::: Available data :::

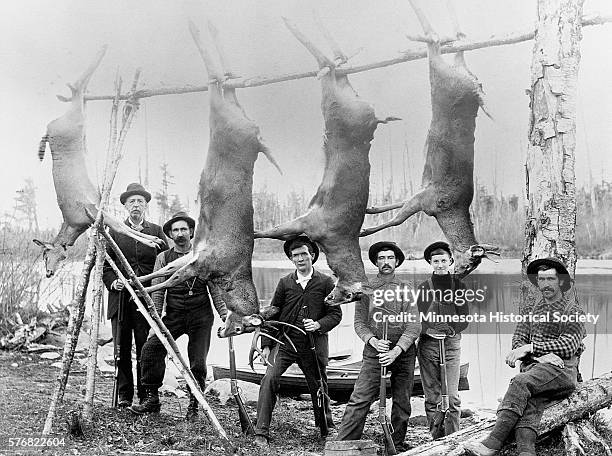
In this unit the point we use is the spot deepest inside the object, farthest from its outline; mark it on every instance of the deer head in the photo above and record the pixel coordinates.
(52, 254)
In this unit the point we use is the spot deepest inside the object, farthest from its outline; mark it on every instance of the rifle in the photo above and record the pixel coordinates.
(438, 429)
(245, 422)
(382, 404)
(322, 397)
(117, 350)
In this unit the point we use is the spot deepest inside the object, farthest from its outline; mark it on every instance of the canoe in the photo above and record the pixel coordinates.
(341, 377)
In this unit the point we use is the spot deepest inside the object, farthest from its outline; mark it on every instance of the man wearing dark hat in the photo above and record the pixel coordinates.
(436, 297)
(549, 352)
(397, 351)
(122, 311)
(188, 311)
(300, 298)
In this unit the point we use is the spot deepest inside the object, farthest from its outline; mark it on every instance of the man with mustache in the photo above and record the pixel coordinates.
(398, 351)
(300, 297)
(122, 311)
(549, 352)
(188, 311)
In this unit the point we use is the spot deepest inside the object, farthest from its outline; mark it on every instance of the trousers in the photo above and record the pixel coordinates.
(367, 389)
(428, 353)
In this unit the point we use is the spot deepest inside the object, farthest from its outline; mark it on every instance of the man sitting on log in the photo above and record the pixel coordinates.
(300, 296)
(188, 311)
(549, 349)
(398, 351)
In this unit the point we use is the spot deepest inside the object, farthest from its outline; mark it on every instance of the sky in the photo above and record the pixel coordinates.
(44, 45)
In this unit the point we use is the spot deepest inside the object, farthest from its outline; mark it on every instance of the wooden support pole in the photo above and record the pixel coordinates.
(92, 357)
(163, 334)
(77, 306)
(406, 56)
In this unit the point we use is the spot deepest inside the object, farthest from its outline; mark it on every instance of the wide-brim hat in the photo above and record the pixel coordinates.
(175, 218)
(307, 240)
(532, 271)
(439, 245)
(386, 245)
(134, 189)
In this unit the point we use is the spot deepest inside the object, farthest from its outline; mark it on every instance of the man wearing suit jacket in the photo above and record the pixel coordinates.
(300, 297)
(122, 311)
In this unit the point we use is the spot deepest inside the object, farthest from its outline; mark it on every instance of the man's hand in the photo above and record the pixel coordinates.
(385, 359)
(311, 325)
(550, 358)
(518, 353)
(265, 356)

:::

▶ [Task] Extract, verbatim, the lines from the one containing "of the wooden" through the last line of the listing above.

▶ [Result]
In this unit the point we use is the spot deepest inside the object, farthest from its outline; mark it on every instance of the wooden support pole in the photo above and record the pixel coordinates.
(92, 357)
(163, 334)
(77, 306)
(406, 56)
In this unit the point we use is the spot deepest inside the object, farthest from its outline; mark it on every instance of the wide-brim hat in the photo above and record the pixel coordinates.
(175, 218)
(307, 240)
(532, 271)
(439, 245)
(386, 245)
(134, 189)
In this unit the point we use is the spot deepest inside the object, farthest from its outline; mark it on every instance of the man wearing suit jacket in the photo above and record the pixel coordinates.
(300, 297)
(122, 311)
In this unit the point we use is the spot deepest inside the object, farthest from its outline; mark it on every instance of the man's hand in the photo above and record the pixel coordinates.
(385, 359)
(311, 325)
(550, 358)
(518, 353)
(265, 356)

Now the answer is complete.